START
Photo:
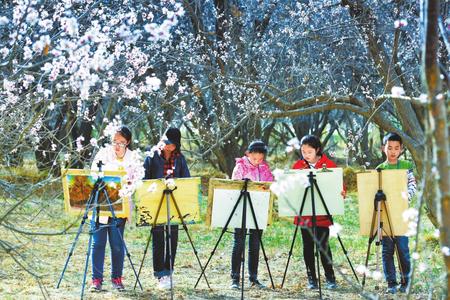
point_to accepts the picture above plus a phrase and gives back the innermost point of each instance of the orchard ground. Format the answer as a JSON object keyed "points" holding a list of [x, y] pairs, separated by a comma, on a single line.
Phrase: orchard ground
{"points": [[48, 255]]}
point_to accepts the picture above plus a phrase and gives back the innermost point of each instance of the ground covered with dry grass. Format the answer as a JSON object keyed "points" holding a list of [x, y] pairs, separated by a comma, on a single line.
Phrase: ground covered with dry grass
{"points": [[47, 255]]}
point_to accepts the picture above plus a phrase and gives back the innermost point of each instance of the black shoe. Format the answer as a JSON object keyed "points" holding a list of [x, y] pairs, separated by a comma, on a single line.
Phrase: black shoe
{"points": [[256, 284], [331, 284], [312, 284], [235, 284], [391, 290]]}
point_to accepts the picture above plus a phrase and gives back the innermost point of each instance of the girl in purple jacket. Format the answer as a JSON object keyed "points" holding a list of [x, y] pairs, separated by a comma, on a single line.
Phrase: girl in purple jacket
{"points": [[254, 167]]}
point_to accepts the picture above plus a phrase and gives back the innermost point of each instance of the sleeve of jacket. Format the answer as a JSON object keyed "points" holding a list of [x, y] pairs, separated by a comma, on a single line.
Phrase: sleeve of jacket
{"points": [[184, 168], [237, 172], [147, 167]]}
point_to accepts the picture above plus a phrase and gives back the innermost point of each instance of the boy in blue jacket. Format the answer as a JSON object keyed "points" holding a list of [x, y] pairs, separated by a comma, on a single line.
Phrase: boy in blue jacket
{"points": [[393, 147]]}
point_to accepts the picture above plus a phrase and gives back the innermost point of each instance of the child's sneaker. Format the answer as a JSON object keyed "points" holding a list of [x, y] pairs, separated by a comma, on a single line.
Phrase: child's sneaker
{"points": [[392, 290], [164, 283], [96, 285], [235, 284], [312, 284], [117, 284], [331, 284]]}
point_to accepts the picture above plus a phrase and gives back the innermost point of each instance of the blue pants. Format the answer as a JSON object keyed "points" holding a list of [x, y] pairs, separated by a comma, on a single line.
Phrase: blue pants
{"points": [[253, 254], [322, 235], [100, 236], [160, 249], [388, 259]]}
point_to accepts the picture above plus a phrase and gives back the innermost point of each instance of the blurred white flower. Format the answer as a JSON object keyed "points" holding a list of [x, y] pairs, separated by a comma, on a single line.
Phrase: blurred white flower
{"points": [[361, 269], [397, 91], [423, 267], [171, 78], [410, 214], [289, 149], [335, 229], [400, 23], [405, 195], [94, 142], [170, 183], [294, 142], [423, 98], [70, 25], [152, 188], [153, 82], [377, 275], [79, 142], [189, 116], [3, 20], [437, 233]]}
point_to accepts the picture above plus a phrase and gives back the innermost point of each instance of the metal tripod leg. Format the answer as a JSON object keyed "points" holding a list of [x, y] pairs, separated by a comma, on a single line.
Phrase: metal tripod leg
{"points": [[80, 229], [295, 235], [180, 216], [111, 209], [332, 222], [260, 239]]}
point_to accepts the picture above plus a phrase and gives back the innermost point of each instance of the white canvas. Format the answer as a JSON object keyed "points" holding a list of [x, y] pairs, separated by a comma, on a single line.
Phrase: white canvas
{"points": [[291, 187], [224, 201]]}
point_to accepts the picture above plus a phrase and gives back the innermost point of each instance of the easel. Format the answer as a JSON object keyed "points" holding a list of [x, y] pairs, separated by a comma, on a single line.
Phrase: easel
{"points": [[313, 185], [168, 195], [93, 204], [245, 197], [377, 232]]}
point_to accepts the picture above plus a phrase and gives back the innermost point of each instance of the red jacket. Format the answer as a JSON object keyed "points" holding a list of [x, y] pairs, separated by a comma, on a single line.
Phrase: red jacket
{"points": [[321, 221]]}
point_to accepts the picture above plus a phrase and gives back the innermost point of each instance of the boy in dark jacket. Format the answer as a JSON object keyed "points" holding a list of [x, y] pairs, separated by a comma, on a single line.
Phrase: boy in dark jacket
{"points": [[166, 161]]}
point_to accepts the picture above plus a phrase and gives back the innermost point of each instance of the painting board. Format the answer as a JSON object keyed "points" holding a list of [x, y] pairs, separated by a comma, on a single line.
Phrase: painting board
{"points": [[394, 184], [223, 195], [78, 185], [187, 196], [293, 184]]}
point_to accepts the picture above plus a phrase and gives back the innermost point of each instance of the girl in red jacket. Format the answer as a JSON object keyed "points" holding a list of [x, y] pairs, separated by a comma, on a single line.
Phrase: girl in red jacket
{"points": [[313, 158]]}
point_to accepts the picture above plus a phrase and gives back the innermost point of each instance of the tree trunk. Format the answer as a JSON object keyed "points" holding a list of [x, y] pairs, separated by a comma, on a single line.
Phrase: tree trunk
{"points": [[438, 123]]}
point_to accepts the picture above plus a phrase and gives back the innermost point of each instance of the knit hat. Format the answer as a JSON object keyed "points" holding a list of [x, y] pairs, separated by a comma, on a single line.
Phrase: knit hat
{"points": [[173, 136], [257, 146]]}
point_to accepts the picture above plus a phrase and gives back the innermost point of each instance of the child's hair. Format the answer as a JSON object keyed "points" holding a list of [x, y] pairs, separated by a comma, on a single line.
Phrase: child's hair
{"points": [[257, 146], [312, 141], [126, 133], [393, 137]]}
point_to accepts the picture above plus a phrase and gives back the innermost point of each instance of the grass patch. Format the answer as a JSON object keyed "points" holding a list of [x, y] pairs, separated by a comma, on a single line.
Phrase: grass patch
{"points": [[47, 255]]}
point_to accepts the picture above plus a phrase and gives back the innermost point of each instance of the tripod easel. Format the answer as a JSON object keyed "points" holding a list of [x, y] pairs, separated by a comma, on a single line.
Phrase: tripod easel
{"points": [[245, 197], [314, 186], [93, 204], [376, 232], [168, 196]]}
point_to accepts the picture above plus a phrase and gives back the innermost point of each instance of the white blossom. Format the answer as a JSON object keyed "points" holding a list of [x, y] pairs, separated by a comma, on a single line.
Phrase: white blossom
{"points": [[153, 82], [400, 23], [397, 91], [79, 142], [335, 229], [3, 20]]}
END
Work to be completed. Render every row above as a JSON list of strings, one string per line, with blank lines left out and the pictures omitted.

Response to the task.
[
  "Photo:",
  "point_to accepts the picture above plus a phrase and gives back the innermost point of each instance of the orchard ground. Format the answer as a JSON object keyed \"points\" holding a list of [x, y] pairs, separated by a comma, on a single line.",
  "Phrase: orchard ground",
  "{\"points\": [[48, 255]]}",
  "point_to accepts the picture above plus a phrase and gives back the innermost point of each instance of the ground covered with dry grass. Format the answer as a JSON object keyed \"points\" holding a list of [x, y] pairs, separated by a comma, on a single line.",
  "Phrase: ground covered with dry grass",
  "{\"points\": [[47, 255]]}",
  "point_to accepts the picture above plus a phrase and gives back the innermost point of each instance of the black shoe. Format the answer as a JSON object keyed \"points\" holding a list of [x, y] pairs, separated by a comma, on a single line.",
  "Phrase: black shoe",
  "{\"points\": [[256, 284], [331, 284], [312, 284], [235, 284], [391, 290]]}",
  "point_to accepts the picture above plus a phrase and gives back the innermost point of each instance of the girl in purple jacket. Format the answer as a JSON object keyed \"points\" holding a list of [x, y] pairs, separated by a comma, on a single line.",
  "Phrase: girl in purple jacket",
  "{\"points\": [[254, 167]]}",
  "point_to accepts the picture above plus a phrase and gives back the innermost point of each instance of the sleeve of jacket. Format the answer as a JSON object keyed \"points\" holding a list of [x, y] pairs, separated by a comma, on a single line.",
  "Phrase: sleeve of jacket",
  "{\"points\": [[184, 168], [237, 172], [147, 167]]}",
  "point_to accepts the picture above plus a phrase and gives back the innermost point of each instance of the boy in blue jacket. Format the answer as a JSON object keyed \"points\" holding a list of [x, y] pairs, separated by a comma, on a single line.",
  "Phrase: boy in blue jacket",
  "{\"points\": [[393, 147]]}",
  "point_to accepts the picture above plus a phrase and gives back the innermost point of each instance of the child's sneaker. Format the answer as a JSON object keyed \"points\" holding a list of [x, y] pairs, separated by a comma, on a single line.",
  "Phrase: child's sneaker",
  "{\"points\": [[392, 290], [164, 283], [96, 285], [235, 284], [312, 284], [117, 284], [331, 284]]}",
  "point_to accepts the picture above plus a phrase and gives back the innermost point of each instance of the blue pants. Format the answer as a JSON object keyed \"points\" holding a list of [x, y] pairs, separated by a comma, on a single line.",
  "Phrase: blue pants",
  "{\"points\": [[253, 254], [322, 235], [100, 236], [160, 249], [388, 259]]}",
  "point_to accepts the picture above plus a phrase and gives back the innermost point of each instance of the blurred white flower. Format the answer as a JSON object keyed \"points\" holding a list of [x, y] pairs, separated by a comma, on a single line.",
  "Phrase: blurred white flower",
  "{\"points\": [[361, 269], [397, 91], [423, 267], [171, 78], [410, 214], [289, 149], [335, 229], [400, 23], [405, 195], [94, 142], [170, 183], [294, 142], [423, 98], [70, 25], [152, 188], [153, 82], [377, 275], [79, 142], [189, 116], [3, 20], [437, 233]]}",
  "point_to accepts the picture above plus a phrase and gives back the innermost point of each instance of the metal tripod leg. Format the answer as a JSON object keyed \"points\" holding a list of [x, y] pairs, separated by a comma, on a single line.",
  "Phrase: metal tripod leg",
  "{\"points\": [[80, 229], [295, 235], [180, 216], [111, 209], [332, 222], [260, 239]]}",
  "point_to accepts the picture above plus a phrase and gives back the innermost point of each instance of the white canvas. Format the answer as a JSON object keyed \"points\" holding a list of [x, y] pairs, separated by a comma, on a single line.",
  "Phrase: white canvas",
  "{\"points\": [[291, 187], [224, 201]]}",
  "point_to accepts the picture above plus a phrase and gives back the innermost point of each instance of the easel. Format the answer as a JSON object keyed \"points\" holding a list of [x, y] pairs, separated by a comma, on a single line.",
  "Phrase: easel",
  "{\"points\": [[313, 185], [168, 195], [93, 204], [245, 197], [377, 232]]}",
  "point_to accepts the picture above plus a phrase and gives back the innermost point of each instance of the red jacket. Format the answer as a JSON object keyed \"points\" holding a list of [x, y] pairs, separated by a comma, on a single line.",
  "Phrase: red jacket",
  "{\"points\": [[321, 221]]}",
  "point_to accepts the picture above plus a phrase and gives back the innermost point of each instance of the boy in dark jacket. Format the answer as a JSON object keyed \"points\" holding a list of [x, y] pairs, separated by a comma, on a single line.",
  "Phrase: boy in dark jacket",
  "{\"points\": [[166, 161]]}",
  "point_to accepts the picture above plus a phrase and gives back the innermost point of each instance of the painting board. Format the answer as a JSON object keyed \"points\" holding a list of [x, y] pairs, separated by a comma, on a single line.",
  "Phrase: painting board",
  "{\"points\": [[394, 184], [223, 195], [78, 185], [187, 196], [293, 184]]}",
  "point_to accepts the picture above plus a phrase and gives back the innermost point of each instance of the girl in red jacket. Format the answer as a JSON object keyed \"points\" holding a list of [x, y] pairs, separated by a comma, on a single line.",
  "Phrase: girl in red jacket",
  "{\"points\": [[313, 158]]}",
  "point_to accepts the picture above plus a phrase and gives back the innermost point of each instance of the tree trunk. Format the answer as a JSON object keyed \"points\" holding a list of [x, y] pairs, separated by a comma, on a single line.",
  "Phrase: tree trunk",
  "{\"points\": [[438, 123]]}",
  "point_to accepts the picture above plus a phrase and gives back the innermost point of each instance of the knit hat. Format the answer as a JSON object keyed \"points\" holding a list of [x, y] pairs, separated by a comma, on a single line.",
  "Phrase: knit hat",
  "{\"points\": [[173, 136], [257, 146]]}",
  "point_to accepts the picture above plus a phrase and gives back the innermost point of each instance of the child's hair. Format the answer as a JSON object keyed \"points\" holding a list of [x, y] pairs, separated by a comma, on a single line.",
  "Phrase: child's hair",
  "{\"points\": [[257, 146], [312, 141], [126, 133], [393, 137]]}",
  "point_to accepts the picture above plus a phrase and gives back the innermost point of each instance of the grass patch. Format the answer as a JSON object keyed \"points\" holding a list of [x, y] pairs, separated by a comma, on a single line.",
  "Phrase: grass patch",
  "{\"points\": [[47, 255]]}",
  "point_to accepts the picture above plus a phrase and gives back the innermost point of each instance of the tripod easel. Format the answer as a JSON object keyed \"points\" holding a list of [x, y] pairs, separated by a comma, on a single line.",
  "Phrase: tripod easel",
  "{\"points\": [[245, 197], [314, 186], [93, 204], [376, 232], [168, 196]]}",
  "point_to accepts the picture above plus a phrase and gives back the innermost point of each instance of the white blossom. Format the answer as a JSON object keyed \"points\" holding a list of [x, y] pairs, separated by a comma, on a single line.",
  "Phrase: white blossom",
  "{\"points\": [[153, 82], [400, 23], [397, 91], [79, 142], [335, 229], [3, 20]]}"
]